** Okuma parçası **
|---|
İstanbul 4. Ağır Ceza Mahkemesi'ndeki duruşmaya tutuklu sanık Eyüp Doğan getirildi. Duruşmada maktul Nurgül Altıntaş'ın annesi Emine Akbaş, eski eşi ile taraf avukatları duruşma salonunda hazır bulundu.
Duruşmada savunma yapan sanık Eyüp Doğan maktul ile sosyal medyadan tanıştığını söyleyerek, "İlk başta Nurgül kendisini bekar olarak tanıttı. Sonrasında evlenmiş boşanmış ve bir çocuğu olduğunu söyledi. Bir süre sonra da resmi olarak eski eşinden boşanmadığını, ilk celsede boşanacağını söyledi. İlişkimize devam ettik duygusal bir bağ kurulmuştu aramızda. Olay günü Nurgül'ü annesinin evine bıraktım. Bir süre sonra Nurgül'e mesaj attım neredesin diye bana cevap vermedi. Sonra kendisi bana 'kızlarla dışardayım' diye mesaj atınca ben şüphelendim. Ben onu annesine bırakmıştım dışarda olduğunu söyleyince şüphelendim. Nurgül'den nerede olduğunu söylemesini ve konum atmasını istedim. Telefonla bir süre tartıştık ve yemek yediği yerin adresini söyledi. Ben de bağlı olduğum karakoldaki komiserden izin alarak araç kiralayıp dediği adrese gittim. Nurgül'ü oradan aldıktan sonra araçla ilerledim. Yolda ona neden bana yalan söylediğini ve benden özür dileyerek gönlümü almasını istedim. Bir süre tartıştık. Ben kendimi kaybettim" dedi.
"BEN KAÇ KEZ ATEŞ ETTİĞİMİ HATIRLAMIYORUM"
|---|
** Veri kesiti **
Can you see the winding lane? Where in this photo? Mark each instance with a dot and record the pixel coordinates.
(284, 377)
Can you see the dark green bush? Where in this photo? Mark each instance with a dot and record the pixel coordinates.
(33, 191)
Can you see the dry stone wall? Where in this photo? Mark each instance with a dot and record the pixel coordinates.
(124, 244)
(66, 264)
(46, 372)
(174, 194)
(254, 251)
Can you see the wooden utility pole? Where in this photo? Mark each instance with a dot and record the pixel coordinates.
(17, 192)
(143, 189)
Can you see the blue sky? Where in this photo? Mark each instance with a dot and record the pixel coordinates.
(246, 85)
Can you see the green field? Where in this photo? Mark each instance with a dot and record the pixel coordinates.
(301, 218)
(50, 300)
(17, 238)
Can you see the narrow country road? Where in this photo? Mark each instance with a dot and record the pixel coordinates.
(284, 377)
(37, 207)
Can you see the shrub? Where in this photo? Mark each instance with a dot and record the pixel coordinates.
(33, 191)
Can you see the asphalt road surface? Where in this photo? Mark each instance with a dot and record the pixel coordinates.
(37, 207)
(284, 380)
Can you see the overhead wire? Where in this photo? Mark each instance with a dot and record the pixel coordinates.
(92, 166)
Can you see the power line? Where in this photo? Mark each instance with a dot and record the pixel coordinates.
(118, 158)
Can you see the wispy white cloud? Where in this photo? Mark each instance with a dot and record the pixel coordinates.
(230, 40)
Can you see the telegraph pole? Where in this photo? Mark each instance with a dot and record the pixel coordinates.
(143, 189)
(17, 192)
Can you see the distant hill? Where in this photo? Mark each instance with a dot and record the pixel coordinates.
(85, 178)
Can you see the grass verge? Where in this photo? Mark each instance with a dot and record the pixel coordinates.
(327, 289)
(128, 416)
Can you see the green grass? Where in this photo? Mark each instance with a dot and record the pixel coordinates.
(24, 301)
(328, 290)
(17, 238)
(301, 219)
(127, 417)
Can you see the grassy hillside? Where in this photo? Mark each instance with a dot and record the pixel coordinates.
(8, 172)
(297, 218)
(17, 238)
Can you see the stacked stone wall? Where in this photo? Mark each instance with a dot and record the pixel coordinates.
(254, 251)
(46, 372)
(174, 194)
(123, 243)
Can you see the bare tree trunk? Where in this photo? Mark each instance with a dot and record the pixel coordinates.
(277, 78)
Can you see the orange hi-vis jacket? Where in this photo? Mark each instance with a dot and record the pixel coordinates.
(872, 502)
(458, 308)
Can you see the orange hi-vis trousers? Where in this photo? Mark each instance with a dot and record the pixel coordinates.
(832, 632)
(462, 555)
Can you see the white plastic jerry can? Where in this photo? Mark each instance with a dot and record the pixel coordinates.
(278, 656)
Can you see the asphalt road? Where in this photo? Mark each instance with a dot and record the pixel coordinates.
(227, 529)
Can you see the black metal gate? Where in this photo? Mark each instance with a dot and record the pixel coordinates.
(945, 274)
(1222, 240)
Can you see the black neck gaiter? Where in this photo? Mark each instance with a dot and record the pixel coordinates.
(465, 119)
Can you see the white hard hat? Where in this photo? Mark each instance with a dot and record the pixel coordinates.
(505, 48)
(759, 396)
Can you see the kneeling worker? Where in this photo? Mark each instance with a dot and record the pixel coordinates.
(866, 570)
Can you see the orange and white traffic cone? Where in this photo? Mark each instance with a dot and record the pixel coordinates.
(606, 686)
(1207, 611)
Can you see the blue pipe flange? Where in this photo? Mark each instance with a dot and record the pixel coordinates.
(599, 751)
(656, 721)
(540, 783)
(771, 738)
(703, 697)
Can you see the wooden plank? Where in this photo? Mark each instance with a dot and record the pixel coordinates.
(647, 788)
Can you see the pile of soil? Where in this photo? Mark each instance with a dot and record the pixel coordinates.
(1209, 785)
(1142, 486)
|---|
** Yapılacak çalışmalar **
a) Duruşma haberine göre şu soruları yanıtlayın:
(i) Duruşma hangi mahkemede yapıldı?
(ii) Sanık, maktul ile nerede tanıştığını söyledi?
(iii) Sanık, araç kiralamadan önce kimden izin aldığını belirtti?
b) Duruşma haberini kaldığı yerden ilerletin.

** Alıştırma cevapları **
a)
(i) İstanbul 4. Ağır Ceza Mahkemesi'nde.
(ii) Sosyal medyada.
(iii) Bağlı olduğu karakoldaki komiserden.

b)
Doğan, "Sinir krizi geçirdim. Bu olayı nasıl yaptığımı hala anlamıyorum. Olaydan sonra Bakırköy Prof. Dr. Mazhar Osman Ruh Sağlığı ve Sinir Hastalıkları Eğitim ve Araştırma Hastanesinde 35 gün tedavi gördüm. Oradan nasıl bir halde çıktığımı, şuan nasıl olduğumu Allah bilir. Bu olayı gerçekleştirdiğime hala inanamıyorum. Ben oradan nasıl çıktığımı, nasıl gittiğimi hala iddianameden okuyorum. İddianamede 10 adet mermi sıktığım yazıyor, ben kaç kez ateş ettiğimi hatırlamıyorum. Bu olayın yaşanmasından dolayı çok pişmanım. Kendimi haklı çıkarmak için konuşmuyorum, bana atılan iftiralara karşı konuşuyorum" şeklinde konuştu.
"DEVLETİN VERDİĞİ SİLAHLA BİZİMİ KORUYACAK, YOKSA BİZİMİ ÖLDÜRECEK"
Maktulün annesi Emine Akbaş evde oturduğu sırada sanığın kendisini arayıp kızının nerede olduğunu sorduğunu söyleyerek, "Kızımın okuldaki kadın öğretmenlerle yemeğe gittiğini söyledim. Kızdı bağırdı, 'kızın alkollü mekanda' dedi. Ben kızımın şeker hastası olduğu için alkol alamayacağını söyledim. Kızının son dakikaları diye bağıra çağıra telefonu kapattı. Kızımı aradım oda 'Eyüp geliyor beni alacak eve geleceğim' deyince tamam dedim. Eyüp'ü tekrar aradım, Eyüp 'kızının son dakikaları, olacaklardan ben sorumlu değilim, onu oradan alıp öldüreceğim, onun cezasını vereceğim, bana kimse bir şey yapamaz devlet memuruyum' gibi sözler söyleyerek hakaret etti. Devamlı kızımı tehdit ederdi. Kızım da bana Eyüp'ten yavaş yavaş ayrılacağını söylemişti. Sonra kızımı aradım açmadı. Kızımı aradım polis çıktı kızımın darbedildiğini söyledi. Eyüp'ün telefonunu istediler attım. Sonra Eyüp'ü aradım tekrar durumu söyledim. O da hiçbir şey olmamış gibi 'ne olmuş ki kızına' dedi. Hastaneye gittiğimde kızımın ameliyattayken öldüğünü öğrendim. Sanığın ithamlarını kabul etmiyorum. Hepsi iftiradır, yalandır. Devletin verdiği silahla bizi mi koruyacak yoksa bizi mi öldürecek? Sanık kıskanç biriydi. Kızımın hiç bir yere gitmesine izin vermiyordu. Bu vicdansız nasıl kıydı kızıma, 6 yaşındaki kızını ben her akşam ağlayarak uyutuyorum. Şikayetçiyim" dedi.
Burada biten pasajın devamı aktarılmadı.